DIRECTIVE — Add 139 to every bounding-box coordinate in the answers and rewrite all of the lines below, from the first line through the line that contains "[456, 44, 827, 650]", with both ends included. Leave every other line and number unchanged.

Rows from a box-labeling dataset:
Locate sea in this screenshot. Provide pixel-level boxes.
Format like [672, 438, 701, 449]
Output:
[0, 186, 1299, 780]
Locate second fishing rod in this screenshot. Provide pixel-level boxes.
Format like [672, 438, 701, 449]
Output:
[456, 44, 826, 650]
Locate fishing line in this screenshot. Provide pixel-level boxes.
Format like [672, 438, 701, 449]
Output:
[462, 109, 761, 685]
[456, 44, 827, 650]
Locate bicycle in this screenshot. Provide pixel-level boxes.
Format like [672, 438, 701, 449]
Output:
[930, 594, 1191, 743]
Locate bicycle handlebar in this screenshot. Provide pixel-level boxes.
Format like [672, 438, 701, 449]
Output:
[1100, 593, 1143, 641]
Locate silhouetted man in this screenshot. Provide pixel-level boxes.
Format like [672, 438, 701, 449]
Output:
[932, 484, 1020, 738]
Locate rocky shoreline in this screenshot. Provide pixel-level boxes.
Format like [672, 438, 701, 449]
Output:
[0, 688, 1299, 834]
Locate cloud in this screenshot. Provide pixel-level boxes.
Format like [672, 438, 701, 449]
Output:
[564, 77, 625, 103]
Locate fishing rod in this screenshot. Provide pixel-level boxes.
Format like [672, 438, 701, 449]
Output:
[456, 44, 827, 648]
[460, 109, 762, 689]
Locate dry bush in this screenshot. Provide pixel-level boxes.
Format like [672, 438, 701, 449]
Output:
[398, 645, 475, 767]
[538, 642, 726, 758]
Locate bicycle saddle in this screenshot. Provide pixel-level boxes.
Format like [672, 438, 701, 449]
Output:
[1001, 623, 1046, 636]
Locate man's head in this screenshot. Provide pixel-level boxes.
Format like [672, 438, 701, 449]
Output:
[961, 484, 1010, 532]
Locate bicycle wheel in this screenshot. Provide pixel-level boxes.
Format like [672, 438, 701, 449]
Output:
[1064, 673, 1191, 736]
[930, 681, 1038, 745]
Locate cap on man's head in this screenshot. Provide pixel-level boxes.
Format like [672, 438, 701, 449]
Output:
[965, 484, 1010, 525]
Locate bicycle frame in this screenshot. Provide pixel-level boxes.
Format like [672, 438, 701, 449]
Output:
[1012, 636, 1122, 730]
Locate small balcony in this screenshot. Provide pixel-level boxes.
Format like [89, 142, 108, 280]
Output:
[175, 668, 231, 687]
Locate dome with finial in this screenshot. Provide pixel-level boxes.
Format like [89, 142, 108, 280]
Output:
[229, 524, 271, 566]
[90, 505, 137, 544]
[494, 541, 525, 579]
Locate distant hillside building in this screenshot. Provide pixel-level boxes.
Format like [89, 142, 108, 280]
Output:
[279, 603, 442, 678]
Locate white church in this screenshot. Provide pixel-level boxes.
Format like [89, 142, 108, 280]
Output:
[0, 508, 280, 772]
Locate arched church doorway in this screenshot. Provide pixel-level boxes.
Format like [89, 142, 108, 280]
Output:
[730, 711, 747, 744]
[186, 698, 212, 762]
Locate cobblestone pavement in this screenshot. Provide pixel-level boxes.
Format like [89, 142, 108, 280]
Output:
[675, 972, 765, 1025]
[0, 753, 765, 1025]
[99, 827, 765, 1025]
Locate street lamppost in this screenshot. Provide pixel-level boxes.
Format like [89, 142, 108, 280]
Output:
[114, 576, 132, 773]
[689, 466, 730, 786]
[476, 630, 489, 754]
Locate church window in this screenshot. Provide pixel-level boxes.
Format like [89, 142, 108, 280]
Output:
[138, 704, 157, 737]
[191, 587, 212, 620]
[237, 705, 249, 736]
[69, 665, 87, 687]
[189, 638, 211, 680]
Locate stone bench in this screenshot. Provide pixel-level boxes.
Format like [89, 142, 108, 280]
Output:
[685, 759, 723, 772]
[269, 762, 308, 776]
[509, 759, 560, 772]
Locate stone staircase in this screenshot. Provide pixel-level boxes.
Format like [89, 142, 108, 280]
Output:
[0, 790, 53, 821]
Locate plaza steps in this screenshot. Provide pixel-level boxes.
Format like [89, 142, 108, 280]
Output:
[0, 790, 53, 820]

RESULT FOR THIS EXERCISE —
Locate sea in this screenshot. Provide pixel-level boxes.
Format like [672, 438, 701, 449]
Output:
[139, 325, 1438, 919]
Locate second fishing rod in this screenshot. Provide pixel-level boxes.
Format like [672, 438, 701, 449]
Output:
[595, 183, 965, 789]
Locate fishing line in this screenshot. Provide pixel-level boxes.
Format like [672, 438, 701, 449]
Output:
[601, 248, 900, 824]
[595, 183, 966, 789]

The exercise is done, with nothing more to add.